Kurze Aufgabe a:
Wie lange trösteten sich die Erzählenden im nachfolgenden vorgegebenen Text mit dem Gedanken, dass die Verhandlungen zu einem guten Ende kommen würden?

Vorgegebener Text:

Hauptsache, am Leben bleiben, sagten wir uns. Das war unser letzter Strohhalm. Seid vorsichtig, tut nichts Unüberlegtes, rät uns der Schweizer Anwalt am Telefon. Das ist leicht gesagt. Aber was sollen sie auch sagen am Schreibtisch oder im Wohnzimmer, mit Blick auf eine Asienkarte, umgeben von Mitgliedern der Task-Force? Wie sollen wir diese Ratschläge umsetzen, inmitten von Taliban-Kämpfern, die, mit Kalaschnikows, Panzerfaust, Pistolen und Handgranaten bewaffnet, darauf warten, von der Armee attackiert zu werden? Die ihrerseits Minen legen und Militärkonvois überfallen und in einem Krieg leben, der von Afghanistan aus bis weit in das pakistanische Hoheitsgebiet hineinreicht und ganz Nord-Waziristan überzieht.
Achteinhalb Monate lang haben wir uns mit dem Gedanken getröstet, dass die Verhandlungen zu einem guten Ende kommen werden, dass im Notfall unsere Familien das Lösegeld auftreiben werden. Oder dass die pakistanische Armee uns mit einem Sonderkommando befreien wird.

Kurze Aufgabe b:
Ermitteln Sie in der folgenden Auflistung jede Zeile, die das Wort „white“ enthält. Beachten Sie dabei die Groß- und Kleinschreibung.

Gezeigtes Material:

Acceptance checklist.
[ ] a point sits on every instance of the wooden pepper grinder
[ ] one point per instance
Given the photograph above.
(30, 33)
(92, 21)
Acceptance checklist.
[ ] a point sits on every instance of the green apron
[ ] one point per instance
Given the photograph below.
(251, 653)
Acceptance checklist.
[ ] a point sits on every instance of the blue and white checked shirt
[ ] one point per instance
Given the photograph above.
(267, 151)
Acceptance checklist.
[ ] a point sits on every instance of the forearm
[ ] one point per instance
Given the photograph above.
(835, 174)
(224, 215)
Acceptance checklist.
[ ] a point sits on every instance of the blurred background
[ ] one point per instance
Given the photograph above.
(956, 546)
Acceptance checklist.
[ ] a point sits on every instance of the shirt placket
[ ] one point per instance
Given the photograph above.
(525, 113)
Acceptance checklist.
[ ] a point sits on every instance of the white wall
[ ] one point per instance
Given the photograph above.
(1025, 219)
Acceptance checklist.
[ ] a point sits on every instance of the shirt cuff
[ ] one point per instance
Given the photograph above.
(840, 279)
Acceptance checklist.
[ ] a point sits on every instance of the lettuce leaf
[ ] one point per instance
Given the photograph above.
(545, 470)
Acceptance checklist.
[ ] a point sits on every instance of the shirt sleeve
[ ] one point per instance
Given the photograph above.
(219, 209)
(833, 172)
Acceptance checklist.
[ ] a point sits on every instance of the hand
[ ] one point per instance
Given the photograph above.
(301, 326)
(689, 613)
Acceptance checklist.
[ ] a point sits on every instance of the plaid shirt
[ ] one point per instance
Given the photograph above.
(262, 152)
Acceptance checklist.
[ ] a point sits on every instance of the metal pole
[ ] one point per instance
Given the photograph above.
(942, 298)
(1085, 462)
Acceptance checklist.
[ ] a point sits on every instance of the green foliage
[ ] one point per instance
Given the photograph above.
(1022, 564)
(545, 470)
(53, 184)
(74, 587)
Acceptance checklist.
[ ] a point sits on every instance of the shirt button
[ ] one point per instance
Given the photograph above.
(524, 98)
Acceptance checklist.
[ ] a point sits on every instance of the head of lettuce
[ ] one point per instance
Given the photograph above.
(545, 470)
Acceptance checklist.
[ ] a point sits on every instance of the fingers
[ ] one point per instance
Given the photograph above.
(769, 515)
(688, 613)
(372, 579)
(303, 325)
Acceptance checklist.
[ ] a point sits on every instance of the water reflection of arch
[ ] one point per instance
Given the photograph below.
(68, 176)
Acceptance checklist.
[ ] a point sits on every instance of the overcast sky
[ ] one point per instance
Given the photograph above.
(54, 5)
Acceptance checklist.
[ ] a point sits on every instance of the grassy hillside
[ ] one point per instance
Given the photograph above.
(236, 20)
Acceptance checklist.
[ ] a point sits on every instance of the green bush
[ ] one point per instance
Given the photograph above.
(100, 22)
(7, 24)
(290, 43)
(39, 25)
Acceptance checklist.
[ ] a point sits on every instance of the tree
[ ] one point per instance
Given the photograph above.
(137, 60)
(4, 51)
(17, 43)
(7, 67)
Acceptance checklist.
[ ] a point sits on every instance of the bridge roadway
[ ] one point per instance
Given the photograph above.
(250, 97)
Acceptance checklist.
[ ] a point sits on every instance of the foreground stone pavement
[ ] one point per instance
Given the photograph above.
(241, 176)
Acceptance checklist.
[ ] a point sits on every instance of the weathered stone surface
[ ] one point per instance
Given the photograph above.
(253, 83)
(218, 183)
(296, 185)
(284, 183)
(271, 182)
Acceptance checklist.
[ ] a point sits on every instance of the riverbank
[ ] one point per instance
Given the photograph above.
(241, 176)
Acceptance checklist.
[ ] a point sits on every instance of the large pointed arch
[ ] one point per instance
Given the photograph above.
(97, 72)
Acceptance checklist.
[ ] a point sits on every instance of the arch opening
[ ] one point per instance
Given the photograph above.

Lösung der Aufgabe a:
Achteinhalb Monate lang.

Lösung der Aufgabe b:
[ ] a point sits on every instance of the blue and white checked shirt
[ ] a point sits on every instance of the white wall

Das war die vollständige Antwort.